> [PAGE EXTRACT]
+-------+

Frankincence (Boswellia) is best known as incense to most folks. It’s been used for thousands of years as a wonderful aid for mood, medication, ritual and prayer. As such, frankincense was extremely valuable in the ancient world and was a key part of the spice trade 2000 years ago, making the folks who controlled frankincense trees in the Southern Arabian Peninsula and East Africa extremely wealthy (1). 

Frankincense is also great support for the digestive tract.  More on this in a moment…

First, what, exactly, is this chunky stuff we call frankincense?  Technically it’s an “oleo-gum-resin”.  The “resin” part is a sticky blend of stuff that turns solid in contact with air and can’t be dissolved in water.  The “gum” part is a thick mix of large sugar chains (polysaccharides) that do dissolve in water.  The “oleo” part is the volatile oil…the essential oil distilled from frankincense. In fact, the types of frankincense most valued for scent, such as Boswellia sacra, have over 2 dozen different chemicals that make up the essential oil (3).

The oleo-gum-resin is secreted as a whitish liquid from frankincense trees when the bark has been sliced.  The liquid hardens into “tears” and then is collected. It’s first aid for the tree — an anti-microbial bandaid sent out to cover and protect the wound — much like pine resin is.   

Frankincense for inflammatory gut issues – tradition & studies

In Ayurvedic medicine from India, frankincense (called Salai Guggul in that tradition) has been used for a very long time as a remedy for issues involving inflammation, spasm and pain (2).  Inflammatory disorders in the gut — Crohn’s Disease, Ulcerative Colitis, Collagenous Colitis, chronic colitis, etc. — are characterized by just such issues as a result of damage to the intestinal lining. In Traditional Chinese Medicine, frankincense is used for pain and in Traditional Iranian Medicine, it’s used for inflammatory bowel diseases.   

A number of small clinical studies and multiple mechanistic studies in cells show that frankincense extracts help promote and protect the health of the intestinal lining in the face of these disorders.  decrease the problems associated with these various gut issues.   In one clinical trial of using frankincense extract for 6 weeks in cases of collagenous colitis, more folks went into remission (meaning that symptoms went away) using frankincense compared to placebo (63% for frank versus 27% for placebo).  In another small trial, frankincense was more effective for remission than a standardly used drug.  These studies involve taking frankincense orally. It’s commercially available as liquid extracts, encapsulated extracts and powder. Some folks experience digestive upset when taking it due to its resinous nature.  Taking it with food may help in that case.

At least part of the effects of frankincense are due to components called boswellic acids that are a large part of the resin.  Boswellic acids reduce the production of multiple chemicals in the body that cause inflammatory damage to tissues including the intestinal tract.  They also have anti-oxidant properties, protecting cells from free radicals, and inhibit enzymes called “proteases” that damage tissues. 

Boswellic acids aren’t the only part of frankincense that provides some support for the gut.  The essential oil of frankincense doesn’t contain boswellic acids but may provide some comfort during episodes of gut inflammation if diluted in a carrier like olive oil and rubbed on the belly.  It combines well with lavender (Lavandula angustifolia) essential oil for this.   Or, you can make an infused oil of frankincense tears and use this as a belly rub.  Don’t use the essential oil internally.

+-------+

> [DATA SHOWN]
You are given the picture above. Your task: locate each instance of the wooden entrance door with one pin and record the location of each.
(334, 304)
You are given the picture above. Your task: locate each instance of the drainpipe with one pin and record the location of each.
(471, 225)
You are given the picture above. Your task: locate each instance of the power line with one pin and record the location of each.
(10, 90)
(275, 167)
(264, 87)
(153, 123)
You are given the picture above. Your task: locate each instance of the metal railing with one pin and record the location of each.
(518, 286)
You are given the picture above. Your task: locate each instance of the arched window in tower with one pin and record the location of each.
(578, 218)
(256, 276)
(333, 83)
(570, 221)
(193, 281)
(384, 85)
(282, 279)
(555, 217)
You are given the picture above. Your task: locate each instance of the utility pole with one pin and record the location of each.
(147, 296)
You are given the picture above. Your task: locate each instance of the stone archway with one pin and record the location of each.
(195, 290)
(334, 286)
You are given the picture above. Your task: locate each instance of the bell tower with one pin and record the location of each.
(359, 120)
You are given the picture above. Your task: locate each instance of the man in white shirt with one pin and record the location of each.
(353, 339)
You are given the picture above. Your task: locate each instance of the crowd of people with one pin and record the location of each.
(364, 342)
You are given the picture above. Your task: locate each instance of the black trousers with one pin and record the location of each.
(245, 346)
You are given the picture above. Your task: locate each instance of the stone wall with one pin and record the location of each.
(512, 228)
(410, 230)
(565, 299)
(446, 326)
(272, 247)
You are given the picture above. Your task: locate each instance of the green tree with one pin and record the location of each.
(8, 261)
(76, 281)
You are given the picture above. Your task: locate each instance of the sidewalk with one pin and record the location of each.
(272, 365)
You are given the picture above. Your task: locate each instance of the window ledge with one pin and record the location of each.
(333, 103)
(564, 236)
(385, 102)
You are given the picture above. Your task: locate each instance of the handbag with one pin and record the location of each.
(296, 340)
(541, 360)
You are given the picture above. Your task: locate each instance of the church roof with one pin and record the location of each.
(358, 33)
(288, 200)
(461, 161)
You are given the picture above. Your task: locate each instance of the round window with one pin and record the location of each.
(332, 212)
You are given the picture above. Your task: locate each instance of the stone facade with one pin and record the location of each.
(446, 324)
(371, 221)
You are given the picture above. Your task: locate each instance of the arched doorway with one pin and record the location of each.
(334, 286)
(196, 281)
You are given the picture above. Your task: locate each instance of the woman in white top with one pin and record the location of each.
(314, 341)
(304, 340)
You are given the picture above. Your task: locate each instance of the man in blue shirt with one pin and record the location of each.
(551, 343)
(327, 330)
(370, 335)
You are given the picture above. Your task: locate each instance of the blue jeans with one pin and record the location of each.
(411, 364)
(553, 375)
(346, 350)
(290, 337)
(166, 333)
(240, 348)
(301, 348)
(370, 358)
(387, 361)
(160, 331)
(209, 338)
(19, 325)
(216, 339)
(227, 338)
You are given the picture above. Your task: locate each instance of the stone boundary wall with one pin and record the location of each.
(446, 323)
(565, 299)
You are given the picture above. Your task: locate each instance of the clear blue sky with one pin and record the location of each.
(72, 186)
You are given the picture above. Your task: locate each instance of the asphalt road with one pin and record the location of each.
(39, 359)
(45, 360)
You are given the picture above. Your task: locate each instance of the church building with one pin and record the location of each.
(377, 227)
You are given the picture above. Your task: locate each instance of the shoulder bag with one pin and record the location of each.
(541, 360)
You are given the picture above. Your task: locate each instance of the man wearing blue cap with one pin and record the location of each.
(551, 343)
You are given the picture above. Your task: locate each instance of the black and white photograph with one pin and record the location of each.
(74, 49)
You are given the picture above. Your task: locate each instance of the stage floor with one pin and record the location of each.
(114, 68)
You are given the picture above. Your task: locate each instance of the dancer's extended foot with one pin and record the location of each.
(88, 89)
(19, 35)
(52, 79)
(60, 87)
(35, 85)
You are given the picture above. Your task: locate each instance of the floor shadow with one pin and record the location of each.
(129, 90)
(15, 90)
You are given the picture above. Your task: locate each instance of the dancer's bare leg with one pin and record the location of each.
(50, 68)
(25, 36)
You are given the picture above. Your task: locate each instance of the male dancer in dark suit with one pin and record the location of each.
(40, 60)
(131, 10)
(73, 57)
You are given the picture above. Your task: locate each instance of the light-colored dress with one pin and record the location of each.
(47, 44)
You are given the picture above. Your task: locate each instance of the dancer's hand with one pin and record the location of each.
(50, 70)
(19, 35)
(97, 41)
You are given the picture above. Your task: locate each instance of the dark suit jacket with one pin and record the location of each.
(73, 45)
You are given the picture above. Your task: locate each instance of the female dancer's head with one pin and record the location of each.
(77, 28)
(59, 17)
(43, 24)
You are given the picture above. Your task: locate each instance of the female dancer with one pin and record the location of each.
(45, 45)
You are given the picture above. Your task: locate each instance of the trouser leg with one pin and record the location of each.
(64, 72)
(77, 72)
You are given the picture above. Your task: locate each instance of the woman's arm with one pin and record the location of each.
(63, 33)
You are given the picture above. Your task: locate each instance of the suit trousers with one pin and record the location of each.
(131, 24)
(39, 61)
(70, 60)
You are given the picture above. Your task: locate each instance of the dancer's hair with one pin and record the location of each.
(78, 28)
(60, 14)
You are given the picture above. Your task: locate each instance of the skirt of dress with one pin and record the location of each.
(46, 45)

+-------+

> [WHAT TO DO]
1 > In the frankincense article, what purpose does the whitish liquid that a frankincense tree secretes from sliced bark serve for the tree?
2 > In the frankincense article's six-week trial on collagenous colitis, what percentage of people went into remission with frankincense, and what percentage with placebo?
3 > From the frankincense article, set down everything from "Boswellic acids aren’t" down to "essential oil internally.".

> [OUTPUTS BY TASK]
1 > It works as first aid for the tree. It is an anti-microbial bandaid that covers and protects the wound, much like pine resin does.

2 > 63% with frankincense and 27% with placebo.

3 >
Boswellic acids aren’t the only part of frankincense that provides some support for the gut.  The essential oil of frankincense doesn’t contain boswellic acids but may provide some comfort during episodes of gut inflammation if diluted in a carrier like olive oil and rubbed on the belly.  It combines well with lavender (Lavandula angustifolia) essential oil for this.   Or, you can make an infused oil of frankincense tears and use this as a belly rub.  Don’t use the essential oil internally.